INPUT RECORDS:
Start
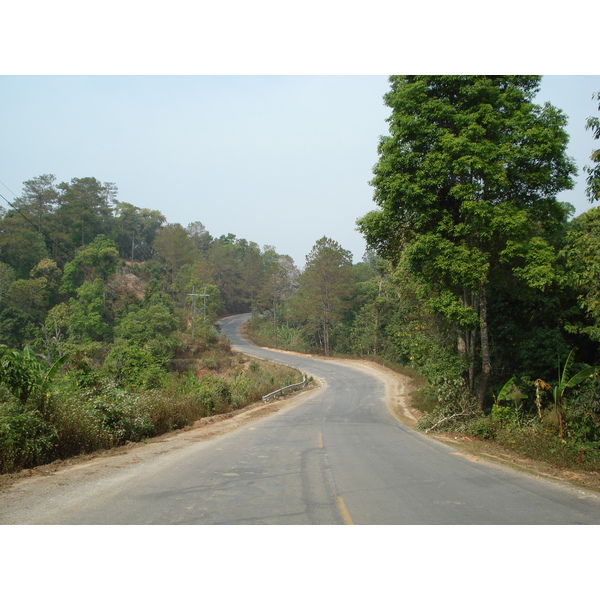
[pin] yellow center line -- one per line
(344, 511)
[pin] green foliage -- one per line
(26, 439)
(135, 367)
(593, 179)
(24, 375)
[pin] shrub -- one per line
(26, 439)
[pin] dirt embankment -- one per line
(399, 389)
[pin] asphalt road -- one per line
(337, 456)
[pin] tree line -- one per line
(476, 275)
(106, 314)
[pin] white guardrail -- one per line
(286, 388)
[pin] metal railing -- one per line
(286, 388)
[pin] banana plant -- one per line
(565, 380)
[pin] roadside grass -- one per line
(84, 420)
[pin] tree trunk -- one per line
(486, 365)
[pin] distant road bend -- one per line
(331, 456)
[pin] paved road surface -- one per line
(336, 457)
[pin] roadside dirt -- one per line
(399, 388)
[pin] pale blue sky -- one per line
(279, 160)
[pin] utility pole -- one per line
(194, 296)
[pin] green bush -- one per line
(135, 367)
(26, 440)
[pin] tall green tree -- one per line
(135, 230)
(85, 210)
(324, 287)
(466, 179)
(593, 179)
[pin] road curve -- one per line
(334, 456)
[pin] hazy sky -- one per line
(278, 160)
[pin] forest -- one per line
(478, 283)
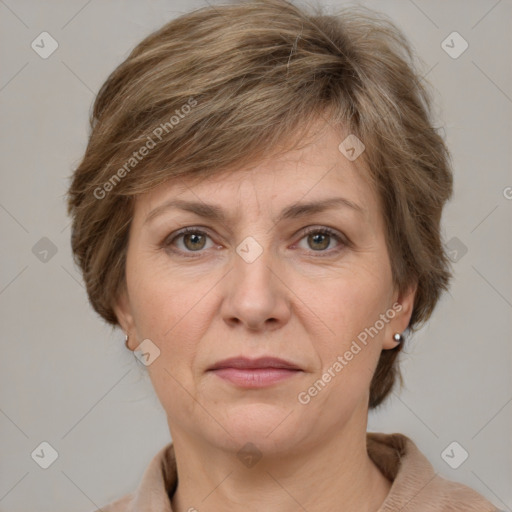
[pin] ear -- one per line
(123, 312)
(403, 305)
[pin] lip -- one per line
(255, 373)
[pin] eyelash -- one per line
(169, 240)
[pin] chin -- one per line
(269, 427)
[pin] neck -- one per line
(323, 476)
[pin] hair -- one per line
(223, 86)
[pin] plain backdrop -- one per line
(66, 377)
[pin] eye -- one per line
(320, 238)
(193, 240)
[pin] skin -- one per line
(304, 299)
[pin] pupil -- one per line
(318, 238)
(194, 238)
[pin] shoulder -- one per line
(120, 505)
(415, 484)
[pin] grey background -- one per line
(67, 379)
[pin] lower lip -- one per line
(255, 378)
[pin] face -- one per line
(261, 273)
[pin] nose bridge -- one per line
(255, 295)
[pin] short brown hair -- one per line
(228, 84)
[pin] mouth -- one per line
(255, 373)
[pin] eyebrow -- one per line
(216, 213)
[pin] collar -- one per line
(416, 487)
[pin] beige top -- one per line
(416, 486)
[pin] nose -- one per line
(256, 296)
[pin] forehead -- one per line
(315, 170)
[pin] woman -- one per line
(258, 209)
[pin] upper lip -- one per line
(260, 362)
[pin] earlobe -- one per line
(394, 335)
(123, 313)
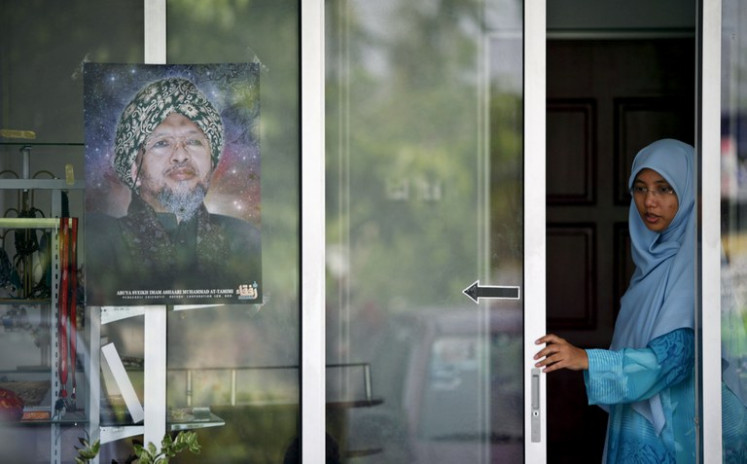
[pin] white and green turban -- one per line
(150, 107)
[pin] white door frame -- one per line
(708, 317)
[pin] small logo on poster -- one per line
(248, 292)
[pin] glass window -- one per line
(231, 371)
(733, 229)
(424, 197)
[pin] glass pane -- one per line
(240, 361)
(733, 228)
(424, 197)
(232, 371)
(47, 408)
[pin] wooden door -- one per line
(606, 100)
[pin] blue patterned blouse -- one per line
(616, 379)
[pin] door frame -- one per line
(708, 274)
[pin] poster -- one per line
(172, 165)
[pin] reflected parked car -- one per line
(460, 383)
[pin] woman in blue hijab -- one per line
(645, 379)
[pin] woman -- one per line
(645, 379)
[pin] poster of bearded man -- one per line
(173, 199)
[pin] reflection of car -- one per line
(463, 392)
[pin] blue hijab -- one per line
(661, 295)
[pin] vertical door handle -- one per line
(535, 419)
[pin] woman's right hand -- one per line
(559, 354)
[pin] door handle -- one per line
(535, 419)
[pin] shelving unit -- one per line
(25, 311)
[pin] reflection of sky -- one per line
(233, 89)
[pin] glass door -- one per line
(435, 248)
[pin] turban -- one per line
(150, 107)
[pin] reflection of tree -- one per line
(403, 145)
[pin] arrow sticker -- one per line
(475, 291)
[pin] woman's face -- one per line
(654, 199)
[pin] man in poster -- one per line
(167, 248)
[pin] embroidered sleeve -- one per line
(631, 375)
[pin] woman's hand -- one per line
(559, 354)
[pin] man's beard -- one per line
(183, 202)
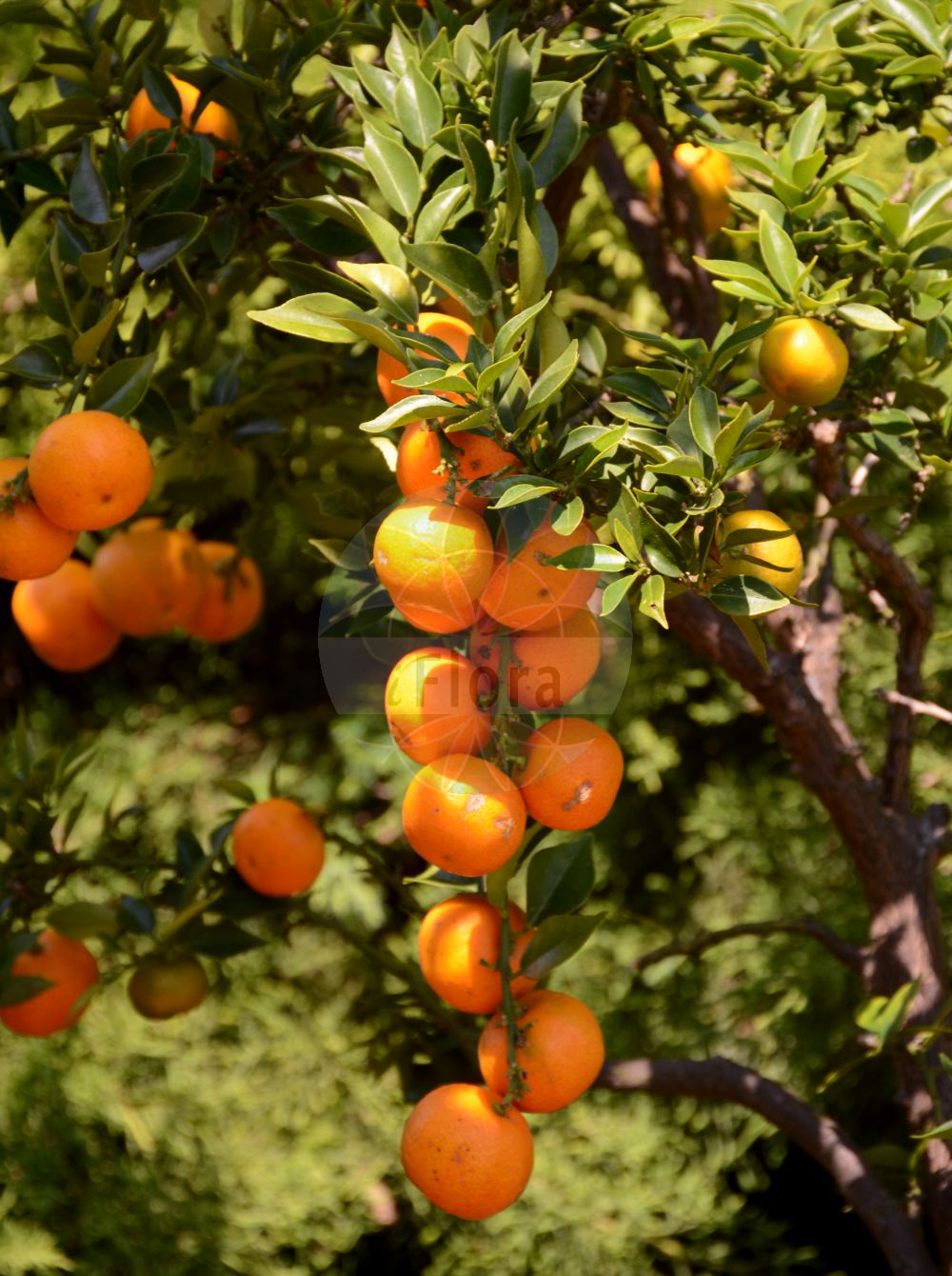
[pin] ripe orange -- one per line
End
WHAT TO WORK ON:
Edit all of the material above so that "one per line" is replaced by "one point per line" wherever it occurs, leaving everything else unchanged. Omit the pictures from your answer.

ANSWER FOR THIS EXERCISE:
[pin] yellow center line -- one point per line
(344, 511)
[pin] green foliage -- one point per line
(26, 439)
(135, 367)
(593, 179)
(24, 375)
[pin] shrub -- one point per line
(26, 439)
[pin] dirt embankment -- one point per line
(399, 389)
[pin] asphalt road -- one point per line
(337, 456)
[pin] tree line -- one point per line
(476, 275)
(106, 314)
[pin] white guardrail -- one point per line
(286, 388)
[pin] metal railing -- one point per line
(286, 388)
[pin] banana plant -- one point per line
(565, 380)
[pin] roadside grass -- one point per line
(84, 420)
[pin] tree trunk -- one point per line
(486, 365)
[pin] distant road bend -- one point per line
(331, 456)
[pin] paved road surface -- one point per line
(336, 457)
[pin] roadside dirt -- one point per line
(399, 388)
[pin] pale blue sky -- one point per line
(279, 160)
[pin] utility pole -- one point per line
(194, 296)
[pin] green bush -- one point per line
(135, 367)
(26, 440)
[pin] tall green tree -- one point per line
(135, 230)
(85, 210)
(324, 287)
(466, 179)
(593, 179)
[pin] road curve -- one point per line
(334, 456)
[pin] hazy sky -- one point per line
(278, 160)
[pin] forest -- one point per line
(478, 283)
[pin] ear -- one point per line
(123, 312)
(403, 305)
[pin] lip -- one point per line
(255, 373)
[pin] eyelash -- one point per line
(169, 240)
[pin] chin -- one point per line
(269, 427)
[pin] neck -- one point per line
(323, 476)
[pin] hair -- one point per line
(223, 86)
[pin] plain backdrop -- one point per line
(66, 377)
[pin] eye -- one point per line
(320, 238)
(193, 240)
[pin] skin -- one point per line
(304, 299)
[pin] pupil -- one point per line
(318, 238)
(194, 238)
[pin] shoulder -- one point per line
(120, 505)
(415, 484)
[pin] grey background -- one point per line
(67, 379)
[pin] lower lip -- one point per line
(255, 378)
[pin] face -- one point per line
(261, 273)
[pin] nose bridge -- one point per line
(255, 295)
[pin] short brown hair -- one point per line
(228, 84)
[pin] mouth -- one point per line
(255, 373)
[pin] eyebrow -- one point per line
(216, 213)
[pin] collar -- one point per line
(416, 487)
[pin] beige top -- one point per line
(416, 486)
[pin] nose -- one point per line
(256, 296)
[pin] forehead -- one point per line
(315, 170)
[pin] woman -- one point per line
(258, 209)
[pin] upper lip -- one point per line
(260, 362)
[pin] earlobe -- one point per line
(394, 335)
(123, 313)
[pin] white and green turban -- one point per line
(150, 107)
[pin] white door frame -- one point per line
(708, 317)
[pin] small logo on poster -- one point per line
(248, 292)
[pin] glass window -- one point per line
(231, 371)
(733, 229)
(424, 197)
[pin] glass pane -- one point per line
(240, 361)
(733, 228)
(424, 197)
(232, 371)
(47, 408)
[pin] wooden door -- one point per line
(606, 100)
[pin] blue patterned blouse -- one point per line
(616, 379)
[pin] door frame -- one point per line
(708, 274)
[pin] poster -- one point per line
(172, 165)
[pin] reflected parked car -- one point per line
(460, 383)
[pin] woman in blue hijab -- one point per line
(645, 379)
[pin] woman -- one point per line
(645, 379)
[pin] poster of bearded man -- one point per line
(173, 199)
[pin] reflection of car -- one point per line
(463, 392)
[pin] blue hijab -- one point per line
(661, 295)
[pin] vertical door handle -- one point per line
(535, 419)
[pin] woman's right hand -- one point per line
(559, 354)
[pin] door handle -- one point per line
(535, 419)
[pin] shelving unit -- one point per line
(25, 311)
[pin] reflection of sky -- one point per line
(233, 89)
[pin] glass door -- one point per line
(435, 248)
[pin] turban -- one point per line
(150, 107)
[pin] reflection of tree -- one point per line
(403, 145)
[pin] arrow sticker -- one point per line
(475, 291)
[pin] woman's face -- one point per line
(654, 199)
[pin] man in poster -- one point per line
(167, 248)
[pin] embroidered sleeve -- one point per line
(631, 375)
[pin] woman's hand -- one point per line
(559, 354)
[pin] man's beard -- one point per line
(183, 202)
[pin] ripe orange -- one point per line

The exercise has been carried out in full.